───── Provided material ─────

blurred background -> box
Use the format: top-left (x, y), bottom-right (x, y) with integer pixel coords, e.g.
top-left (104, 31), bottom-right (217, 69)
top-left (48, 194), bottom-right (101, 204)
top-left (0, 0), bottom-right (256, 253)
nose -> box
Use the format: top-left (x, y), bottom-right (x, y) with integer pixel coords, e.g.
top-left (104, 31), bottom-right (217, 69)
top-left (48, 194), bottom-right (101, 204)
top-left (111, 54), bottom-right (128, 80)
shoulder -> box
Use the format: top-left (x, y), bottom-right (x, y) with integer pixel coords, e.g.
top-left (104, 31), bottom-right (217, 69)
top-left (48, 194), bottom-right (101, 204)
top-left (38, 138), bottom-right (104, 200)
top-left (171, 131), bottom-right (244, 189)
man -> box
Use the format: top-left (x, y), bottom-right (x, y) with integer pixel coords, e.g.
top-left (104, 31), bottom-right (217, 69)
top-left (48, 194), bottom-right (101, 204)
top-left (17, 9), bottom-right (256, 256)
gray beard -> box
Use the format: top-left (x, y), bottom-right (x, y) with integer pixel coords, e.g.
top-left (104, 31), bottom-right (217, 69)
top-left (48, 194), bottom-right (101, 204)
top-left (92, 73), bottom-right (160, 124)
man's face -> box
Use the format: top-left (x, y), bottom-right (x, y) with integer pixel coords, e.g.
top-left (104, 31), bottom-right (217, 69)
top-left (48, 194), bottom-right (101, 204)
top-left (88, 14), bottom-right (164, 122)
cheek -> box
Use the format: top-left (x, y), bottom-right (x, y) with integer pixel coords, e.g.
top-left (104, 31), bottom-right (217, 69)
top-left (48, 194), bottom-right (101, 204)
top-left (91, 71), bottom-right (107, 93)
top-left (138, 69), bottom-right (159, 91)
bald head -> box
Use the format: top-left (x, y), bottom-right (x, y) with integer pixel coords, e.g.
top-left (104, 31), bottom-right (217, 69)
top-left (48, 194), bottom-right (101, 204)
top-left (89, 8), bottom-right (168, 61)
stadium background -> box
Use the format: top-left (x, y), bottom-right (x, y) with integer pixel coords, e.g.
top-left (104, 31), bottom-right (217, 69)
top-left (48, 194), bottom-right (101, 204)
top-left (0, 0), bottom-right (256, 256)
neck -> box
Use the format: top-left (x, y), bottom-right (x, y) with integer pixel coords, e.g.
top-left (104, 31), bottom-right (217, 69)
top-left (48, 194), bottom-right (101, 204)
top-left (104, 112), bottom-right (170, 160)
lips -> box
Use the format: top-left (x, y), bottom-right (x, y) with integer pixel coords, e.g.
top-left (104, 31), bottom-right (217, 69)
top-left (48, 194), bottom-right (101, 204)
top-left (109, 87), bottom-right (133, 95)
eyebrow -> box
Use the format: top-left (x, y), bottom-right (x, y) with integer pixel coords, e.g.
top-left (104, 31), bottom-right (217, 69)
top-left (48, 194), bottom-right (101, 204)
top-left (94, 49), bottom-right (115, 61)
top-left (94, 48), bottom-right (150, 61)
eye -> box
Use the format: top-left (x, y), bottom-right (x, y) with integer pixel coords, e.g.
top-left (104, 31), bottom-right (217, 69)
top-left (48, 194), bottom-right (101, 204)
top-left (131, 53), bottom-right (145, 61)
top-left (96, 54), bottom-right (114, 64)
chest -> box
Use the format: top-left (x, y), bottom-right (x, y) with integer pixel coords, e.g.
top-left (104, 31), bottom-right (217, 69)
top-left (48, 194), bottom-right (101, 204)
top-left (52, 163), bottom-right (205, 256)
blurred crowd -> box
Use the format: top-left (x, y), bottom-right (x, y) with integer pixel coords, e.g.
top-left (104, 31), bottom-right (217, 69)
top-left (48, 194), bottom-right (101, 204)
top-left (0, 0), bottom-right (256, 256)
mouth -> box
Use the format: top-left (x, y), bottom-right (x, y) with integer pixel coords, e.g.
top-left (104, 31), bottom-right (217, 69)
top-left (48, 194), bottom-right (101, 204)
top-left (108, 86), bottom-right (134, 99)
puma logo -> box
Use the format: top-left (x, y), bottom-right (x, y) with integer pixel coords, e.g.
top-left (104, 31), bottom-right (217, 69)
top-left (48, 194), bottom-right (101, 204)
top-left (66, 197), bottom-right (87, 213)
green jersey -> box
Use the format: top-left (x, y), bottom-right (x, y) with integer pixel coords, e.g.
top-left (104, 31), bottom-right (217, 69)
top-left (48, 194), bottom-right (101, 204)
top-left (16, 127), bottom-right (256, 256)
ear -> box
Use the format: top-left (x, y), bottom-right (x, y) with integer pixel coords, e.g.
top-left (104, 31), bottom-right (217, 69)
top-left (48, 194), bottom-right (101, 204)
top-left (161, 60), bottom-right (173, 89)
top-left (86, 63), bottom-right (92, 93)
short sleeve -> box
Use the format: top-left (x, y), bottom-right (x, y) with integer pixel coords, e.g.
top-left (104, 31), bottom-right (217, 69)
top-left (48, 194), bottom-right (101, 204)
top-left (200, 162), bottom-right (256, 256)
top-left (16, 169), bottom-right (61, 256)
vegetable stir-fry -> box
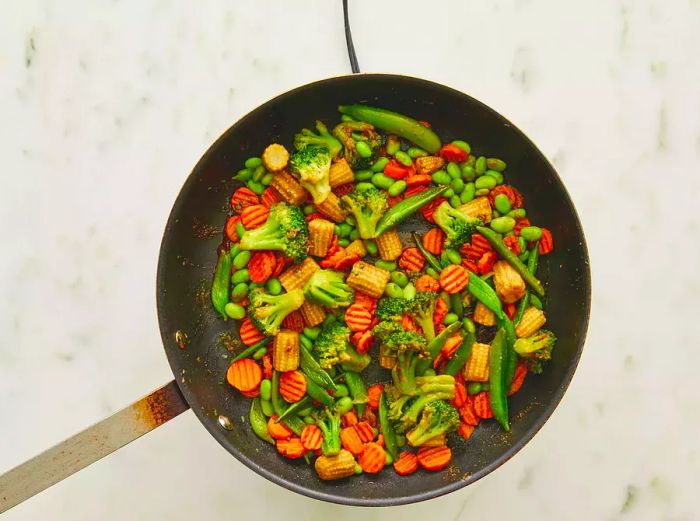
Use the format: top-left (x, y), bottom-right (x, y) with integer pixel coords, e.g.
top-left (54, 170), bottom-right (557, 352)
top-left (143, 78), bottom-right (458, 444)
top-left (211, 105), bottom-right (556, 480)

─────

Copy out all of the data above word for word, leaving out any pictures.

▸ **Solution for this exercise**:
blurred background -> box
Use the format: top-left (x, y), bottom-right (x, y) with integer pixel coords, e.g.
top-left (104, 31), bottom-right (217, 69)
top-left (48, 194), bottom-right (101, 204)
top-left (0, 0), bottom-right (256, 253)
nose -> box
Use the format: top-left (x, y), bottom-right (x, y) with integer pixel coords, e.g.
top-left (104, 31), bottom-right (217, 69)
top-left (48, 194), bottom-right (101, 204)
top-left (111, 54), bottom-right (128, 80)
shoulder -> box
Use the format: top-left (x, y), bottom-right (x, y) with integer pixel coords, e.g.
top-left (104, 31), bottom-right (217, 69)
top-left (48, 194), bottom-right (101, 204)
top-left (38, 138), bottom-right (104, 200)
top-left (171, 131), bottom-right (244, 189)
man -> box
Use the format: top-left (x, y), bottom-right (x, y) with integer pixel coords, e.g.
top-left (104, 31), bottom-right (217, 69)
top-left (48, 194), bottom-right (101, 204)
top-left (17, 9), bottom-right (256, 256)
gray beard -> box
Use the format: top-left (x, y), bottom-right (x, y) with integer pixel coords, e.g.
top-left (104, 31), bottom-right (217, 69)
top-left (48, 194), bottom-right (101, 204)
top-left (92, 73), bottom-right (160, 124)
man's face -> box
Use the format: top-left (x, y), bottom-right (x, y) with integer pixel coords, e.g.
top-left (104, 31), bottom-right (217, 69)
top-left (48, 194), bottom-right (101, 204)
top-left (88, 14), bottom-right (164, 122)
cheek -> box
Use the format: top-left (x, y), bottom-right (x, y) with integer pixel coords, e.g.
top-left (104, 31), bottom-right (217, 69)
top-left (48, 194), bottom-right (101, 204)
top-left (91, 71), bottom-right (107, 93)
top-left (138, 69), bottom-right (159, 91)
bald head -> box
Use the format: top-left (x, y), bottom-right (x, y) with integer pixel coords, e.g.
top-left (104, 31), bottom-right (217, 69)
top-left (48, 194), bottom-right (101, 204)
top-left (89, 8), bottom-right (168, 61)
stadium background -> box
Use the format: top-left (x, y), bottom-right (x, y) with integer pixel coords, e.g.
top-left (104, 31), bottom-right (217, 69)
top-left (48, 194), bottom-right (101, 204)
top-left (0, 0), bottom-right (256, 256)
neck -> box
Use the format: top-left (x, y), bottom-right (x, y) with integer pixel coords, e.g.
top-left (104, 31), bottom-right (217, 69)
top-left (48, 194), bottom-right (101, 204)
top-left (104, 112), bottom-right (170, 160)
lips -> box
Use the format: top-left (x, y), bottom-right (x, y) with integer pixel coords, e.g.
top-left (104, 31), bottom-right (217, 69)
top-left (48, 194), bottom-right (101, 204)
top-left (109, 87), bottom-right (133, 95)
eyebrow -> box
Use the format: top-left (x, y), bottom-right (x, y) with integer pixel coords, e.g.
top-left (104, 31), bottom-right (217, 69)
top-left (48, 194), bottom-right (101, 204)
top-left (94, 49), bottom-right (115, 61)
top-left (94, 48), bottom-right (150, 61)
eye -> box
Use the format: top-left (x, y), bottom-right (x, y) with integer pixel coords, e.g.
top-left (104, 31), bottom-right (217, 69)
top-left (48, 194), bottom-right (101, 204)
top-left (131, 53), bottom-right (145, 61)
top-left (96, 54), bottom-right (114, 64)
chest -> box
Use the format: top-left (x, y), bottom-right (x, y) with integer pixel coords, e.g.
top-left (104, 31), bottom-right (217, 69)
top-left (48, 194), bottom-right (101, 204)
top-left (52, 163), bottom-right (205, 256)
blurred crowd -> box
Use the format: top-left (x, y), bottom-right (x, y) with integer pixel coords, e.g.
top-left (104, 31), bottom-right (217, 69)
top-left (48, 194), bottom-right (101, 204)
top-left (0, 0), bottom-right (256, 256)
mouth -> box
Use the format: top-left (x, y), bottom-right (x, y) with integer pixel coords, e.g.
top-left (104, 31), bottom-right (217, 69)
top-left (48, 194), bottom-right (101, 204)
top-left (108, 86), bottom-right (134, 99)
puma logo -> box
Use the format: top-left (x, y), bottom-right (x, y) with integer pixel coords, e.g.
top-left (104, 31), bottom-right (217, 69)
top-left (48, 194), bottom-right (101, 204)
top-left (66, 197), bottom-right (87, 213)
green jersey -> box
Use the format: top-left (x, y), bottom-right (x, y) with integer pixel coords, e.g.
top-left (104, 31), bottom-right (217, 69)
top-left (48, 194), bottom-right (101, 204)
top-left (16, 127), bottom-right (256, 256)
ear -> box
Use the format: top-left (x, y), bottom-right (x, y) with integer pixel coords, e.g.
top-left (104, 31), bottom-right (217, 69)
top-left (48, 194), bottom-right (101, 204)
top-left (161, 60), bottom-right (173, 89)
top-left (86, 63), bottom-right (92, 93)
short sleeve -> box
Use the format: top-left (x, y), bottom-right (x, y) with integer pixel coords, e.g.
top-left (104, 31), bottom-right (217, 69)
top-left (48, 194), bottom-right (101, 204)
top-left (200, 162), bottom-right (256, 256)
top-left (16, 169), bottom-right (61, 256)
vegetable stir-fry -> box
Use the format: top-left (x, y), bottom-right (x, y) with integer pixel coords, e.g.
top-left (54, 170), bottom-right (557, 352)
top-left (143, 78), bottom-right (458, 444)
top-left (211, 105), bottom-right (556, 480)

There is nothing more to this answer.